The exercise: From the excerpt below on clustering Pareto front solutions, write out word for word the passage between "This is where" and "solution in near-real-time.", inclusive.

Page excerpt:
###

Cluster 3: [1, 2, 4, 7, 8, 9, 10, 11, 13, 14, 16, 17, 20, 22, 24, 27, 29, 31, 32, 34, 36, 37, 41, 44, 46, 47, 49, 51, 56, 60, 62, 63, 65, 68, 69, 70, 71, 72, 73, 74, 76, 77, 80, 81, 83, 84, 85, 86, 88, 91, 92, 93, 94, 95, 97, 98, 100].

From Table 2 and Table 3, we selected the clusters (i.e., CHcluster1 from the Calinski-Harabasz criterion method and ERcluster3 from the elbow rule), with the least average hyper radial distance for Pareto front PF10 dataset. In Figure 5 and Figure 6, CHcluster1 group and ERcluster3 group had many points in common, as they all came from more or less a similar part of the data landscape, i.e., where the environmental impact was low and with moderate profitability and productivity. The total number of solutions in the CHcluster1 group and the ERcluster3 group were 63 and 57, respectively, with a set difference of the following solutions: {15,57,59,66,79,99}. In other words, the set difference defines the set of solutions that was not included in the smaller ERcluster3 group, but included in the larger CHcluster1 group. Another way of getting the same result was to go to the next level up in the average hyper radial distances, i.e., ERcluster1 group from the elbow rule and the CHcluster2 group from the Calinski-Harabasz criterion method. We first find the intersection of the two cluster groups, which we will call cluster n, and then find the set difference between cluster n and ERcluster1 group, which yields the same set: {15,57,59,66,79,99}.

This is where things get interesting, because it is this set difference that defined some of the points that were identified while using other visualization techniques, in particular, DMS that consistently identified 59 and 66. The 14 objectives over a 50 year, one-yearly interval planning horizon for the set difference are shown in Appendix D, with trade-offs between the objectives, making it difficult from which to select a unique solution. Our goal is to arrive at a shortlist of the very best solutions that will form the basis for the next stage of research, which is to identify yet another mathematical process to find the unique solution in near-real-time.

Going back to the set difference list, we are left wondering whether, for the Pareto front datasets, the no-man’s-land region or border may just serve as a way of identifying sweet spots where the short list of the very best solutions resides. We also start to wonder that for difficult datasets with no clear delineation between clusters, the optimal number of clusters might not necessarily be an integer, but may actually be a fractional number. That means for the Pareto front PF10, the optimal number of clusters is between 2 and 3, where the Calinski–Harabasz criterion method finds the minimum of the optimal number of clusters and the elbow rule finds the maximum. Even if this is proven to be the case, the importance might just be the ability of finding the points in the no-man’s-land region, which in this case is verified to carry some of the very best solutions. Out of the set difference list, solutions 57 and 79 were the hardest to find while using the other visual techniques.

###

Supplied entries:
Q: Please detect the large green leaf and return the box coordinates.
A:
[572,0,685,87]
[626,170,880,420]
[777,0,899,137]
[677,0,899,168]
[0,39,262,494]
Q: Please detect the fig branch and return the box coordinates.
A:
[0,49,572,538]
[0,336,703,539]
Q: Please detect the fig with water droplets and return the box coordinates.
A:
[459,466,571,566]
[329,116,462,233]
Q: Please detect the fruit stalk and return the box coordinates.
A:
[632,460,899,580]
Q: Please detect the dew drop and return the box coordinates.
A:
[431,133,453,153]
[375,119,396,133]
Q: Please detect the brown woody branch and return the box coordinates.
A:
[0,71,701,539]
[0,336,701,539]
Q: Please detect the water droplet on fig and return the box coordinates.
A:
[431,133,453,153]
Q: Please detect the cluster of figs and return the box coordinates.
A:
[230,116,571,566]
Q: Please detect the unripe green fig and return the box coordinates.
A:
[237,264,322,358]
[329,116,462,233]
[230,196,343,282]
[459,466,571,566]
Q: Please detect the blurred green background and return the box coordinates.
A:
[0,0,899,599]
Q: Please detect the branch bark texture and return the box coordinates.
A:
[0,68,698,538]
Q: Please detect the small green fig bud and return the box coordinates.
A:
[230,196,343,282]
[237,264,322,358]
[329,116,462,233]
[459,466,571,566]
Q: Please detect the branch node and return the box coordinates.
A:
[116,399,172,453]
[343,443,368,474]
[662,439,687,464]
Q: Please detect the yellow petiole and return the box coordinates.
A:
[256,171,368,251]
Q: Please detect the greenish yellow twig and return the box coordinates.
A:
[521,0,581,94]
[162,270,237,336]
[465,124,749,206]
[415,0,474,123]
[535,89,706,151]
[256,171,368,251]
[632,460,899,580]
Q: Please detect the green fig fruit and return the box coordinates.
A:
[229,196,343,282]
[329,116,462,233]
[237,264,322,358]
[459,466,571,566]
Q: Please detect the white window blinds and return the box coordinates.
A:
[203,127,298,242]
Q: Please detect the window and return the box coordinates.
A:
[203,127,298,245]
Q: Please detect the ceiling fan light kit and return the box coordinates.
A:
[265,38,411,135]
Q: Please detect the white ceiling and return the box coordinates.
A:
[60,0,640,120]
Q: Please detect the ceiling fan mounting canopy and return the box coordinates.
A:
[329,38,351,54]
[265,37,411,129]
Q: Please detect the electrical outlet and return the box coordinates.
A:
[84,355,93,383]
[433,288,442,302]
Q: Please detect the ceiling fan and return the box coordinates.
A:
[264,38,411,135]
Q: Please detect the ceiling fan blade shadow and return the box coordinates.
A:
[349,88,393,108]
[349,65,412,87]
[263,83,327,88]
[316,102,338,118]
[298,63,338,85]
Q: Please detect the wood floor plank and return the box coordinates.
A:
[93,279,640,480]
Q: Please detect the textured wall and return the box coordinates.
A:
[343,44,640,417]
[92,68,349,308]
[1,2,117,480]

###

Solution to this task:
This is where things get interesting, because it is this set difference that defined some of the points that were identified while using other visualization techniques, in particular, DMS that consistently identified 59 and 66. The 14 objectives over a 50 year, one-yearly interval planning horizon for the set difference are shown in Appendix D, with trade-offs between the objectives, making it difficult from which to select a unique solution. Our goal is to arrive at a shortlist of the very best solutions that will form the basis for the next stage of research, which is to identify yet another mathematical process to find the unique solution in near-real-time.